Coffee Market Report January 29 2020

The General Statistics Office of the Vietnam have forecast that with the month of January coming to a close, that the countries coffee exports for the month shall be 30.6% lower than the same month last year, at a total of approximately 2.33 million bags. this comparatively lower export performance month on month from Vietnam can be attributed to the low period of activity within the interior over the festive Tet Lunar New Year, observed in January this year. One might anticipate an increase in coffee exports to flow to the consumer markets in the coming month as commercial activity gains momentum, subsequent to the January weeks’ celebrations.  The General Statics office in Vietnam have meanwhile, estimated that the countries revenue from coffee exports for the month of January shall be 30.3% lower than the same period last year at a total of $245 million. 

One of Brazil’s prominent and respected coffee exporters Comexim and with the evidence of deliveries from the previous year’s 2019 Brazil crop, has revised down by 1.2 million bags or 2.07% their estimate for this crop, which they now estimate to have totalled 56.8 million bags.  This latest estimate being related to 38 million bags of arabica coffees and 18.8 million bags of conilon robusta coffees. 

The report has also forecast in terms of the follow on 2020 crop that is due start being harvested during the second quarter of this year, that this crop shall see an approximate 10.25 million bags or 26.97% increase in arabica coffee production, to total 48.25 million bags and also a 650,000 bags or 3.46% increase in conilon robusta coffee production, to total 19.45 million bags and therefore a 10.9 million bags or 19.19% increase in overall coffee production due for 2020 crop, that they presently foresee to total 67.7 million bags, this due to the coming biennial higher bearing crop. 

This report forecasts that even if Brazil coffee exports from the 2019 coffee crop were to get close to a record 40 million bags and along with an estimated domestic consumption of 21 million bags, the country shall have over 6 million bags of carry over coffee stocks into the next 2020 new crop.  Thus, so long as there are no unforeseen climatic problems coming to the fore to damage the potential of this next 2020 coffee crop, a guarantee for steady Brazil coffee supply to the consumer markets into 2021 and in terms of market sentiment, it does little to buoy short to medium term speculative spirits.   

The climatic conditions within Brazil remain overall conducive across the widely spread coffee growing areas, as the new July 2020 to June 2021 crop develops towards maturity.  There have however been reports over the past weekend of torrential downpours and resultant flooding that has affected the southeastern areas.  A national state of emergency has been declared in areas affected by the ensuing humanitarian disaster.  These reports inform that the heavy downpours have since subsided, though landslides and flooding within the regional southeastern coffee growing areas have indicated that there is likely to be a degree of new crop coffee losses within severely affected areas. The likelihood of new coffee crop damages would be specific to the affected areas and is too early to quantify, while the southeastern coffee growing areas in Minas Gerais state are expansive and traditionally account for an average of around 12% of the annual arabica production per annum. 

The March to March contracts arbitrage between the London and New York markets narrowed yesterday; to register this at 44.70 usc/Lb.  This equates to 42.70 % price discount for the London Robusta coffee market.

GOAL 1:
Update the coffee market report's text from the words "The March to" through "Robusta coffee market.", changing "arbitrage" to "spread".
GOAL 2:
According to the coffee market report, why were Vietnam's coffee exports for January expected to fall well below those of the same month last year?
GOAL 3:
Proceed with the coffee market report from the point where it ends.

STORED RECORDS:
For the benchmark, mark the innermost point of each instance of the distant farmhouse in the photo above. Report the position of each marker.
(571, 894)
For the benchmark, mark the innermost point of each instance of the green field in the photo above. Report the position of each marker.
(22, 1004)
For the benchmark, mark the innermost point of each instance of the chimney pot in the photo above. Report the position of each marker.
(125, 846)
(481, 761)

==

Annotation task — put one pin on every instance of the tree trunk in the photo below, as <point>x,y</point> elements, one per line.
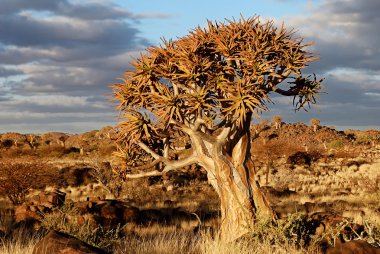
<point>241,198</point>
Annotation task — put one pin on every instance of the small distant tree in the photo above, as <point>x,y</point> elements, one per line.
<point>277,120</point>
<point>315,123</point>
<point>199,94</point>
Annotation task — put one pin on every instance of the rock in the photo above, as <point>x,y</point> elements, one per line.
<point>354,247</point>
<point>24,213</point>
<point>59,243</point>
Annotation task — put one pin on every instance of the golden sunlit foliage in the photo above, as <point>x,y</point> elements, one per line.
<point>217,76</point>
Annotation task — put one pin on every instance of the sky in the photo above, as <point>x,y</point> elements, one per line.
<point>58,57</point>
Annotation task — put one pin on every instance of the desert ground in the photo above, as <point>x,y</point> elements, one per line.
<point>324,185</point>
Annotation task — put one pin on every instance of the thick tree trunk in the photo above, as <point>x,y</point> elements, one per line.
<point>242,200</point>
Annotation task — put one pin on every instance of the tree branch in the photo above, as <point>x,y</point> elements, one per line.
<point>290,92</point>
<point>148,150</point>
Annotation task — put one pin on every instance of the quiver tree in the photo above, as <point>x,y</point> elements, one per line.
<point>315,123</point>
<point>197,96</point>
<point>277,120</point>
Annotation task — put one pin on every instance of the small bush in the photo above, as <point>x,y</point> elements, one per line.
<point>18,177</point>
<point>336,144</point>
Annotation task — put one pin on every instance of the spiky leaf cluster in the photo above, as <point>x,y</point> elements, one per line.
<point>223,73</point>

* * *

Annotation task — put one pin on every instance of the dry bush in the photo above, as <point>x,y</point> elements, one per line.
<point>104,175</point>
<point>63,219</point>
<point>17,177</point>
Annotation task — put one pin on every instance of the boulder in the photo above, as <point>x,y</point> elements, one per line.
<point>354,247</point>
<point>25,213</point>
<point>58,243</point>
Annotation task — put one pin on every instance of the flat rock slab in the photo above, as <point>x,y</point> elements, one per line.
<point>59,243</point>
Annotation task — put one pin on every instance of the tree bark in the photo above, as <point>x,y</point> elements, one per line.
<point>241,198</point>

TASK OUTPUT 1:
The March to March contracts spread between the London and New York markets narrowed yesterday; to register this at 44.70 usc/Lb.  This equates to 42.70 % price discount for the London Robusta coffee market.

TASK OUTPUT 2:
The report attributes the lower January exports to a low period of activity in the interior during the Tet Lunar New Year holiday, which fell in January this year.

TASK OUTPUT 3:
The Certified washed Arabica coffee stocks held against the New York exchange were seen to increase by 5,450 bags yesterday; to register these stocks at 2,166,296 bags, with 89.1% of these certified stocks being held in Europe at a total of 1,929,447 bags and the remaining 10.9% being held in the USA at a total of 236,849 bags.  There was meanwhile a larger in number decrease by 12,776 bags to the number of bags pending grading for this exchange; to register these pending grading stocks at 49,107 bags. 

The commodity markets were mixed in trade yesterday, to see overall macro commodity index taking a sideways track for the day. The Oil, Natural Gas, Sugar, Cotton, Orange Juice and Corn markets ended the day on a positive note, while the Cocoa, Coffee, Copper, Wheat, Soybean, Gold and Silver markets ended the day on a softer note.    The Reuters Equal Weight Continuous Commodity Index that is related to 17 markets is 0.1313% higher; to see this index registered at 405.5614   The day starts with the U.S. Dollar steady, trading at 1.302 to Sterling, at 1.102 to the Euro and with the US Dollar buying 4.195 Brazilian Real. 

The London and New York markets started the day yesterday trading close to par on a modest soft note. Both markets maintained this soft track into the early afternoon trade. As the afternoon progressed both the London and the New York markets gained buying support to move into modest positive territory only to encounter pressure and drop back into negative territory for the remainder of the day’s trade. 

The London market ended the day on a modest negative note and with 9.1% of the earlier losses of the day intact, while the New York market ended the day on a likewise negative note and with 91.8% of the earlier losses of the day intact.  This soft close does little to inspire confidence and with a marginally softer Brazil Real in play one would expect the markets are due for little better than a hesitant steady start for early trade today, against the prices set yesterday, as follows:   

LONDON ROBUSTA US$/MT                                         NEW YORK ARABICA USc/Lb.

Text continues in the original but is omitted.